──────── Data for the task
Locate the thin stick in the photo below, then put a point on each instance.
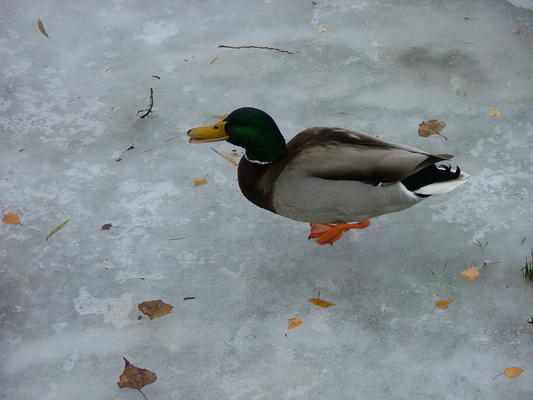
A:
(255, 47)
(150, 106)
(225, 157)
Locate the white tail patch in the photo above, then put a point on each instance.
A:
(443, 187)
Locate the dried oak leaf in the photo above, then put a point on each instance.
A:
(511, 372)
(200, 181)
(155, 308)
(11, 218)
(320, 302)
(443, 303)
(470, 274)
(432, 127)
(294, 322)
(135, 378)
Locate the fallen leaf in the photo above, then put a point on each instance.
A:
(40, 25)
(443, 303)
(155, 308)
(11, 218)
(200, 181)
(511, 372)
(57, 229)
(294, 322)
(432, 127)
(320, 302)
(135, 378)
(470, 274)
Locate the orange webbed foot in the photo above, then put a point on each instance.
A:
(330, 233)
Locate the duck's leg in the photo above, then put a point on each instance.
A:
(330, 233)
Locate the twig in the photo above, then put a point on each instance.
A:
(255, 47)
(145, 398)
(225, 157)
(150, 106)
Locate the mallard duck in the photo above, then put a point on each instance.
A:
(333, 178)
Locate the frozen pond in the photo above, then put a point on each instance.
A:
(73, 147)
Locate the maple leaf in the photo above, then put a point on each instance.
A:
(200, 181)
(294, 322)
(443, 304)
(511, 372)
(432, 127)
(11, 218)
(320, 302)
(155, 308)
(470, 274)
(134, 377)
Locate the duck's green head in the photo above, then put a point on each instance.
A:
(246, 127)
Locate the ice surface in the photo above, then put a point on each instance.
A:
(68, 111)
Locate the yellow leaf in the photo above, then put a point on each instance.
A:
(200, 181)
(320, 302)
(294, 322)
(57, 229)
(432, 127)
(443, 303)
(155, 308)
(513, 372)
(11, 218)
(40, 25)
(134, 377)
(470, 274)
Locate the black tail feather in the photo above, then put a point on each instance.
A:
(431, 175)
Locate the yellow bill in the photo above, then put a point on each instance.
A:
(210, 133)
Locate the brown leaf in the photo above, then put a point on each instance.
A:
(40, 25)
(443, 303)
(320, 302)
(11, 218)
(135, 378)
(294, 322)
(155, 308)
(470, 274)
(511, 372)
(432, 127)
(200, 182)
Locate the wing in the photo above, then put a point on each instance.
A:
(338, 154)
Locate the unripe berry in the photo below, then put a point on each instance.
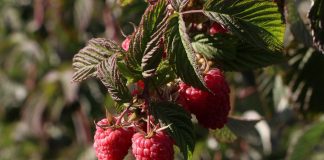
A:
(217, 28)
(211, 109)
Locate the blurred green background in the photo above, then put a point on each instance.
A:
(45, 116)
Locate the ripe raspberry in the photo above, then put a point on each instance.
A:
(217, 28)
(125, 44)
(211, 110)
(157, 147)
(111, 143)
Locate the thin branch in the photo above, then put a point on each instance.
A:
(191, 12)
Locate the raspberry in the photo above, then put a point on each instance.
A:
(217, 28)
(211, 110)
(111, 143)
(157, 147)
(125, 44)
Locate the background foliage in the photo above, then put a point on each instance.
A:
(45, 116)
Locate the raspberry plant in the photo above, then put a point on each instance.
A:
(163, 54)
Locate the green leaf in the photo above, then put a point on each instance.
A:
(242, 128)
(178, 5)
(182, 54)
(307, 143)
(219, 47)
(224, 135)
(110, 76)
(127, 73)
(86, 61)
(181, 128)
(316, 16)
(257, 22)
(307, 89)
(145, 51)
(297, 26)
(164, 74)
(231, 54)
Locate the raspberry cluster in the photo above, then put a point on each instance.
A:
(210, 109)
(113, 143)
(110, 142)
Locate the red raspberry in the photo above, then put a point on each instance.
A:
(217, 28)
(111, 143)
(125, 44)
(211, 110)
(157, 147)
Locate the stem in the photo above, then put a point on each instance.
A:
(123, 114)
(146, 96)
(148, 126)
(191, 12)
────────────────
**What is expected:**
From the material above, copy everything exactly but the pictures.

**Answer to this exercise:**
Locate the thin stick in the photo below, then put a point on each instance.
A:
(255, 47)
(150, 106)
(225, 157)
Locate the white tail patch in the photo above, then put a point on each instance.
A:
(443, 187)
Locate the dried oak leaf in the photo above, then put a point on each instance.
A:
(511, 372)
(200, 181)
(155, 308)
(11, 218)
(320, 302)
(443, 303)
(470, 274)
(432, 127)
(294, 322)
(135, 378)
Locate the fallen leaf in the photo above, then put a point on each instance.
A:
(40, 25)
(443, 303)
(155, 308)
(11, 218)
(200, 181)
(511, 372)
(57, 229)
(294, 322)
(432, 127)
(320, 302)
(135, 378)
(470, 274)
Locate the orange webbed foot in the photo above, then put a point on each instance.
A:
(330, 233)
Locate the duck's leg in the photo above, then put a point on each instance.
A:
(330, 233)
Locate the twig in the photo above, then put a point on each instance.
A:
(255, 47)
(145, 398)
(225, 157)
(150, 106)
Locate the mallard duck in the photo above, then put a point on each instance.
A:
(333, 178)
Locate the frozen pond in the photo above, then put a point on each instance.
A:
(73, 147)
Locate the maple leaf in the photo above, then put a point on each instance.
A:
(200, 181)
(294, 322)
(443, 304)
(511, 372)
(432, 127)
(11, 218)
(320, 302)
(155, 308)
(470, 274)
(134, 377)
Locate the duck's green head in the photo above, then put a point on each instance.
A:
(246, 127)
Locate the ice surface in the photo above, then put a point on each instance.
A:
(68, 111)
Locate the yellow leaf in the photo above, then put a point on each instance.
A:
(200, 181)
(320, 302)
(294, 322)
(57, 229)
(432, 127)
(443, 303)
(155, 308)
(513, 372)
(11, 218)
(40, 25)
(134, 377)
(470, 274)
Locate the black tail feather in the photo above, then put a point on each instance.
A:
(431, 175)
Locate the yellow bill in the photo above, then put a point on each instance.
A:
(210, 133)
Locate the brown leaf in the photo above, then put a point on each instance.
A:
(40, 25)
(443, 303)
(320, 302)
(11, 218)
(135, 378)
(294, 322)
(155, 308)
(470, 274)
(511, 372)
(432, 127)
(200, 182)
Locate the wing in the photo above, then put a point on each instance.
A:
(338, 154)
Locate the unripe berry in the photo below, then put a point on each instance.
A:
(217, 28)
(211, 109)
Locate the blurred green background in the photo above, then put a point on each instance.
A:
(45, 116)
Locate the ripe raspberry in the photo above, then put a point on each instance.
A:
(217, 28)
(125, 44)
(211, 110)
(157, 147)
(111, 143)
Locate the thin branch in the photo above, then put a point on each instance.
A:
(191, 12)
Locate the raspberry in the photo above, then put a point on each instance.
A:
(217, 28)
(211, 110)
(111, 143)
(157, 147)
(125, 44)
Locate the background foliage in the photo above, then put a point on each instance.
A:
(45, 116)
Locate the raspberry plant in the photo above, then put a point on each instance.
A:
(163, 54)
Locate the green leaf in the photo above, then put a point on each instance.
A:
(242, 128)
(178, 5)
(182, 54)
(307, 143)
(219, 47)
(224, 135)
(110, 76)
(127, 73)
(86, 61)
(181, 128)
(316, 16)
(257, 22)
(307, 89)
(145, 51)
(297, 26)
(164, 74)
(231, 54)
Locate the raspberry cluster in the photo above, then put a point on each instance.
A:
(210, 109)
(113, 143)
(110, 142)
Locate the red raspberry in the photo above, then put a point on each instance.
A:
(217, 28)
(111, 143)
(125, 44)
(211, 110)
(157, 147)
Locate the stem in the photo above, then put a point on each instance.
A:
(123, 114)
(146, 96)
(148, 126)
(191, 12)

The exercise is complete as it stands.